┌─ Source material

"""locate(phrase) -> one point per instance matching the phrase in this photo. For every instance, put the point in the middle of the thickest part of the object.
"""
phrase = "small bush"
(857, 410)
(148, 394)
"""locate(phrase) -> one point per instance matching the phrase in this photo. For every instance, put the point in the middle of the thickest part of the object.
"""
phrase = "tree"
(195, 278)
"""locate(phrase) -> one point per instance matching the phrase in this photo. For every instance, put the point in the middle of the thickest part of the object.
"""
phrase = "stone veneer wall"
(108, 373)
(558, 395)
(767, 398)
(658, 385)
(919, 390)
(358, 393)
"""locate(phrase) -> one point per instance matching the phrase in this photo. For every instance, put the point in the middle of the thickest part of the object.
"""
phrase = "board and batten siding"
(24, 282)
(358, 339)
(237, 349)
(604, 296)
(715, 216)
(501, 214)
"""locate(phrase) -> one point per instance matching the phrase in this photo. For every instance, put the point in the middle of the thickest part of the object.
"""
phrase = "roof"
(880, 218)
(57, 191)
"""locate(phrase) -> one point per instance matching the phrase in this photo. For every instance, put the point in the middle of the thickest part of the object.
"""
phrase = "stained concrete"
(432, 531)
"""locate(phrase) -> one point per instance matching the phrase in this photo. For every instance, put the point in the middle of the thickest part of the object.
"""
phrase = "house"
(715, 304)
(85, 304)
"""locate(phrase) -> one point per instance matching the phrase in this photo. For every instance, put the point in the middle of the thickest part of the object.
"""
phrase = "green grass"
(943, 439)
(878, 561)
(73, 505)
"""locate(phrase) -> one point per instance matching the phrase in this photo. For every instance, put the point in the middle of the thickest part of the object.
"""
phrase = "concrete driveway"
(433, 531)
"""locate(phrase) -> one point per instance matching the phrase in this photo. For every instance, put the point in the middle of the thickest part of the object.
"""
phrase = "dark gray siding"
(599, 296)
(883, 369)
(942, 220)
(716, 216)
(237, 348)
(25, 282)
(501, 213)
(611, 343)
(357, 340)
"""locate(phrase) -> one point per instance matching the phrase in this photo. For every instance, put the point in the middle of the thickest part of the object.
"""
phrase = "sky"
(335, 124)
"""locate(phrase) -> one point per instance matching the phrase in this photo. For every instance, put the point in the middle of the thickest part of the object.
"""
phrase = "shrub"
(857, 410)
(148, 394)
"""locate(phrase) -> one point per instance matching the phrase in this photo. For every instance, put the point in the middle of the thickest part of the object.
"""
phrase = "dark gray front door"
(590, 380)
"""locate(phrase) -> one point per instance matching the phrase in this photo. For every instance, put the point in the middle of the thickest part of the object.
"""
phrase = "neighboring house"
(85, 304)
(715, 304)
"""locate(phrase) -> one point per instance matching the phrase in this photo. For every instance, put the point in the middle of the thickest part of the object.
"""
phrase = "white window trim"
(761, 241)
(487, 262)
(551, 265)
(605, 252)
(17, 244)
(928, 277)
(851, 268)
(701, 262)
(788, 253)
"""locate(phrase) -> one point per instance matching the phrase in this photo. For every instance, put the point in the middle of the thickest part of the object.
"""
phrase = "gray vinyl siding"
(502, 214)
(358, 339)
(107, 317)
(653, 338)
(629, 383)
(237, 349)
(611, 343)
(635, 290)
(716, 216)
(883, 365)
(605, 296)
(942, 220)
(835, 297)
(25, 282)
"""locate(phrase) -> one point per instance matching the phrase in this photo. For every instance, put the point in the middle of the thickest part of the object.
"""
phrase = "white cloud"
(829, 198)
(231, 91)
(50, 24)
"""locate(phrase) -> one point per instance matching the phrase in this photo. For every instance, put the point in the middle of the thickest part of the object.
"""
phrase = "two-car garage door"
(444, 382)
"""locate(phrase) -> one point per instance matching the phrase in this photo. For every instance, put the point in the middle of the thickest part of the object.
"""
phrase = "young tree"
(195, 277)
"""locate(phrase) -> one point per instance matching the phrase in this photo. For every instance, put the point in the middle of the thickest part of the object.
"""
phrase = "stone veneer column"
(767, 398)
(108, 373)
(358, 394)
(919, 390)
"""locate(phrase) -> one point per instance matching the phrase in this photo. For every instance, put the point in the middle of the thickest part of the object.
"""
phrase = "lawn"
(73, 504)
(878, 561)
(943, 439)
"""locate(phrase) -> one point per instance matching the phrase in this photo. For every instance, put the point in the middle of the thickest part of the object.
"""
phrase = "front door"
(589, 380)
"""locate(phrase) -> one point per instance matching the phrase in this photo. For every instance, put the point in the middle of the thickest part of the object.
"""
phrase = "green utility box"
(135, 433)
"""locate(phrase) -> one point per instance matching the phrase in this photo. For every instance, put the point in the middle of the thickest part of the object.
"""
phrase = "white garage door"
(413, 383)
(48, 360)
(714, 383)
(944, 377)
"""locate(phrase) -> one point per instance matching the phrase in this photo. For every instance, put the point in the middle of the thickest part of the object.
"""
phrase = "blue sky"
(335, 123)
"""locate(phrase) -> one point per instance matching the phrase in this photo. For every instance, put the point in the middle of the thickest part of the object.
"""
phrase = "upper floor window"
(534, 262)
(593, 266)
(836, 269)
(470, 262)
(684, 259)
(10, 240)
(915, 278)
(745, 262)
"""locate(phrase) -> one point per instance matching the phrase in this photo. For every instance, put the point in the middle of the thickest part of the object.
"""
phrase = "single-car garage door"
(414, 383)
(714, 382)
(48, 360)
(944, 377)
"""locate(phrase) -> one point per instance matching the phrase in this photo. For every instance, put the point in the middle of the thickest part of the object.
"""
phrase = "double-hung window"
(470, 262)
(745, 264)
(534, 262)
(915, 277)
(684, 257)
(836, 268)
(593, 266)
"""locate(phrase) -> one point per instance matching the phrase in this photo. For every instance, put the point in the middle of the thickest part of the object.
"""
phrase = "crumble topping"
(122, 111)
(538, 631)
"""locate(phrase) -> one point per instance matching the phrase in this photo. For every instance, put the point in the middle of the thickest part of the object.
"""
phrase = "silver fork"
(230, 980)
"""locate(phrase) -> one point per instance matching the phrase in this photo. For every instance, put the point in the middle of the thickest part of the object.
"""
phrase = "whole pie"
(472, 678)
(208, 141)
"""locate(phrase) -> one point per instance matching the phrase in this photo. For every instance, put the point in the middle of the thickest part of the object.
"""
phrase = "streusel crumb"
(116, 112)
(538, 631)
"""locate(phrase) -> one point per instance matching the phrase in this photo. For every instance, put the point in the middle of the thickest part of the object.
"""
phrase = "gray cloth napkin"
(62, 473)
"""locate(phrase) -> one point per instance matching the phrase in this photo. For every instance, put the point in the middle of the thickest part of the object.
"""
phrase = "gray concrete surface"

└─

* _What is expected_:
Could you write out the full data verbatim?

* _Expected answer_:
"""locate(phrase) -> one point per instance matching the phrase in this photo. For every instance, put the point in the middle of the thickest part of the object.
"""
phrase = "small bush"
(857, 410)
(148, 394)
"""locate(phrase) -> one point per instance matching the phrase in this photo. For every instance, put the point in the middle of the thickest part of the object.
"""
phrase = "tree"
(195, 278)
"""locate(phrase) -> one point per instance matching the phrase in this photo. For every instance, put the point in the middle of the thickest part of the object.
"""
phrase = "stone veneer wall"
(108, 373)
(558, 395)
(767, 398)
(658, 385)
(919, 390)
(358, 393)
"""locate(phrase) -> one point per instance matching the phrase in this photo. For every instance, put the point in the middle of the thickest part of the object.
"""
phrase = "board and batten siding"
(24, 282)
(358, 339)
(237, 349)
(604, 296)
(715, 216)
(501, 214)
"""locate(phrase) -> one point per instance matching the phrase in this photo. For every instance, put the point in the middle of the thickest part of the object.
"""
phrase = "roof"
(880, 218)
(57, 191)
"""locate(phrase) -> one point per instance matching the phrase in this photo. For every instance, put the point in the middle of the thickest part of the object.
"""
phrase = "stained concrete"
(432, 531)
"""locate(phrase) -> one point per instance matching the phrase in this photo. For every instance, put the point in the middle of the thickest part of the object.
"""
phrase = "house"
(715, 304)
(85, 304)
"""locate(phrase) -> one point per instance matching the phrase in this photo. For every instance, put the point in the middle of the thickest part of the object.
"""
phrase = "green grass"
(943, 439)
(878, 561)
(73, 505)
"""locate(phrase) -> one point per instance matching the phrase in this photo. For every instance, put the point in the middle of the thickest part of the object.
"""
phrase = "concrete driveway"
(433, 531)
"""locate(phrase) -> one point per instance matching the phrase in this photo. For every instance, put the point in the middle of the thickest part of the object.
"""
phrase = "dark gray siding"
(599, 296)
(883, 369)
(942, 220)
(716, 216)
(237, 348)
(25, 282)
(501, 213)
(611, 343)
(357, 340)
"""locate(phrase) -> one point per instance matching the phrase in this photo. For every instance, put the point in the middle of the thickest part of the object.
"""
phrase = "sky"
(335, 124)
"""locate(phrase) -> one point per instance matching the phrase in this photo. For every instance, put the point in the middle of the thickest part of the object.
"""
phrase = "shrub"
(857, 410)
(148, 394)
"""locate(phrase) -> one point per instance matching the phrase in this photo. For every instance, put the point in the middle of the thickest part of the object.
"""
phrase = "dark gray front door"
(590, 380)
"""locate(phrase) -> one point per instance matching the phrase in this photo. For every instance, put the point in the middle of the thickest part of the object.
"""
phrase = "neighboring house"
(85, 304)
(715, 304)
"""locate(phrase) -> one point per instance matching the phrase in this photo. For every instance, put the point in the middle of the thickest part of the object.
"""
phrase = "white window trim"
(761, 241)
(487, 262)
(551, 265)
(605, 252)
(17, 244)
(928, 277)
(851, 268)
(701, 262)
(788, 253)
"""locate(phrase) -> one point per instance matching the phrase in this photo. For every instance, put the point in the middle of the thickest part of the object.
"""
phrase = "gray vinyl siding"
(502, 214)
(358, 339)
(107, 317)
(653, 338)
(629, 383)
(237, 349)
(611, 343)
(635, 290)
(716, 216)
(883, 365)
(605, 296)
(942, 220)
(835, 297)
(25, 282)
"""locate(phrase) -> one point per instance matching the phrase in this photo. For every instance, put the point in the middle of the thickest part of the object.
"""
phrase = "white cloud"
(829, 198)
(231, 91)
(50, 24)
"""locate(phrase) -> one point per instance matching the phrase in this photo. For every instance, put the point in the middle of the thickest part of the object.
"""
phrase = "two-car garage door"
(444, 382)
"""locate(phrase) -> one point per instance matching the phrase in this photo. For every instance, put the point in the middle of the thickest part of the object.
"""
phrase = "young tree"
(195, 277)
"""locate(phrase) -> one point per instance matching the phrase in this photo. For every instance, put the point in the middle of the thickest part of the object.
"""
phrase = "stone veneer column"
(767, 398)
(108, 373)
(358, 394)
(919, 390)
"""locate(phrase) -> one point per instance matching the phrase in this photo. For every instance, put the point in the middle of the thickest part of the object.
"""
phrase = "lawn"
(73, 504)
(878, 561)
(943, 439)
"""locate(phrase) -> one point per instance matching the phrase in this photo. For every instance, put the point in the middle of the thickest part of the object.
"""
phrase = "front door"
(589, 380)
"""locate(phrase) -> one point per instance matching the phrase in this photo. For every instance, put the point in the middle of the thickest part of the object.
"""
phrase = "green utility box"
(135, 433)
"""locate(phrase) -> one point per instance matching the phrase in this photo. For every instance, put the point in the middle of the thickest part of the object.
"""
phrase = "white garage door"
(413, 383)
(48, 360)
(714, 383)
(944, 377)
"""locate(phrase) -> one point per instance matching the phrase in this photo. For every instance, put the point in the middle of the thickest part of the object.
"""
phrase = "blue sky"
(335, 123)
"""locate(phrase) -> one point per instance matching the phrase in this photo. For every instance, put the point in the middle of the thickest part of the object.
"""
phrase = "upper floor window"
(534, 262)
(593, 266)
(836, 269)
(470, 262)
(684, 259)
(10, 240)
(915, 278)
(745, 262)
"""locate(phrase) -> one point per instance matching the phrase in this photo. For every instance, put the point in the middle of the thickest part of the object.
"""
phrase = "single-car garage door"
(414, 383)
(714, 382)
(48, 360)
(944, 377)
"""locate(phrase) -> one point per instance matching the phrase in this photo. For every instance, put the point in the middle of the thickest part of the object.
"""
phrase = "double-hung window"
(470, 262)
(745, 264)
(534, 262)
(915, 277)
(684, 257)
(836, 268)
(593, 266)
"""locate(phrase) -> one point per instance matching the phrase in this photo. For every instance, put the point in the middle of the thickest part of the object.
"""
phrase = "crumble topping"
(122, 111)
(538, 631)
"""locate(phrase) -> one point per instance matching the phrase in this photo. For every instance, put the point in the middle of the thickest part of the object.
"""
phrase = "silver fork"
(230, 980)
"""locate(phrase) -> one point per instance matching the phrase in this photo. For every instance, put the point in the middle of the thickest part of the object.
"""
phrase = "whole pie"
(472, 678)
(208, 141)
"""locate(phrase) -> one point per instance matching the phrase in this photo. For every instance, put the point in the middle of the thickest part of the object.
"""
phrase = "streusel crumb"
(116, 112)
(538, 631)
"""locate(phrase) -> one point per instance matching the phrase in this photo. For every instance, put the point in the middle of the thickest part of the object.
"""
phrase = "gray cloth napkin"
(62, 473)
"""locate(phrase) -> one point per instance matching the phrase in this photo. For every instance, put the point in the middle of the thickest part of the object.
"""
phrase = "gray concrete surface"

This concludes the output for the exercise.